*PROVIDED TEXT*:
____
This book aims to address this gap in our knowledge and understanding by exploring the role of a co-offending peer group in shaping and influencing offending and desistance. It presents group and individual level analyses into the life stories of six Scottish men (in their forties) who were part of a gang called ā€˜the Del’. It examines three phases of their criminal careers: onset, persistence and desistance. In so doing, it reveals the relational dynamics of co-offending and desistance through an exploration of the relationships between these men and the wider social relations in which they individually and collectively participated over the life course.
In taking social relations as a central unit of analysis, rather than solely the individual agent and/or social structure, this book explores the relative contributions of individual actions, social relations and social systems to the process of desistance. The aim is to gain a greater understanding of the dynamics of offending and desistance as it occurs between co-offending peers. This book does not, however, intend to be construed as a study of gangs, gang behaviour, identities or processes of extrication from gang membership. Nevertheless studies of gangs can offer a useful context for understanding the relational dynamics of groups of people who co-offend and processes of extrication, and where relevant, this is drawn on and discussed in Chapter 4.1 Rather, this book specifically aims to identify the individual, relational and structural contributions to the desistance process as they occur within and between individuals and, as part of that, to reveal the role of social relations in accounting for desistance over time. In so doing, this book reveals the central role of friendship groups, intimate relationships and families of formation, employment and religious communities. It shows how, for different individuals, these social relations triggered reflexive evaluation of their priorities, behaviours and lifestyles but with differing results. However, despite these differences, the common theme is that desistance from crime was a means of realising and maintaining the men’s individual and relational concerns, with which continued offending became (sometimes incrementally) incompatible. It is hoped that by re-examining the relationships between structure, agency, identity and reflexivity in the desistance process, this book can inform how these understandings can and should translate into policy and practice.

Overview of the book

This chapter has introduced the context within which the rationale for the study emerged. Chapter 2 critically analyses the international body of research on desistance. The chapter explores the various definitions of desistance in the research literature, prior to presenting an overview of theoretical explanations of desistance and the empirical studies that inform these explanations. This literature is categorised under three broad headings that echo the classificatory distinctions drawn by Maruna (1997) and Barry (2010): namely, individual and agentic; social and structural; and interactionist – adding a new category, situational. In particular, the analysis presented in this chapter considers how contemporary understandings of desistance conceptualise the relationships between structure, agency, reflexivity and identity in the desistance process. The chapter concludes with a review of the limited research that examines the role of professional practice in supporting desistance.
____
*DATASET*:
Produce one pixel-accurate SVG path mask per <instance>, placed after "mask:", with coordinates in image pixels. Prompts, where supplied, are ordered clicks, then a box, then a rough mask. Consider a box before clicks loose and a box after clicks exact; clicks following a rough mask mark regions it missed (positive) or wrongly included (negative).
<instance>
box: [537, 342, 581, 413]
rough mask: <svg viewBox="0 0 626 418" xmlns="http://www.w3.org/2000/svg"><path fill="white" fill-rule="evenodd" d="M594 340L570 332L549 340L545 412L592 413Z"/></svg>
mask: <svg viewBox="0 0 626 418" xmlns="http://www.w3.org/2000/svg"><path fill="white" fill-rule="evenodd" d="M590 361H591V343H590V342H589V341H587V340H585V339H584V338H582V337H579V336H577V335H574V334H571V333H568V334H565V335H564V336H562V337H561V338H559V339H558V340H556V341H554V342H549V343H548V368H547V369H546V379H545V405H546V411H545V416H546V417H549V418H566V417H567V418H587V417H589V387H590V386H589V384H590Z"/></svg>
____
*WORK INSTRUCTION 1*:
List the headings, including the new one, under which Chapter 2 categorizes the desistance literature, according to the passage on desistance.
*WORK INSTRUCTION 2*:
Reproduce the stretch of the passage on desistance from "This book aims" through "the life course.", word for word.

*TASK ANSWER 1*:
- Individual and agentic
- Social and structural
- Interactionist
- Situational (the new category)

*TASK ANSWER 2*:
This book aims to address this gap in our knowledge and understanding by exploring the role of a co-offending peer group in shaping and influencing offending and desistance. It presents group and individual level analyses into the life stories of six Scottish men (in their forties) who were part of a gang called ā€˜the Del’. It examines three phases of their criminal careers: onset, persistence and desistance. In so doing, it reveals the relational dynamics of co-offending and desistance through an exploration of the relationships between these men and the wider social relations in which they individually and collectively participated over the life course.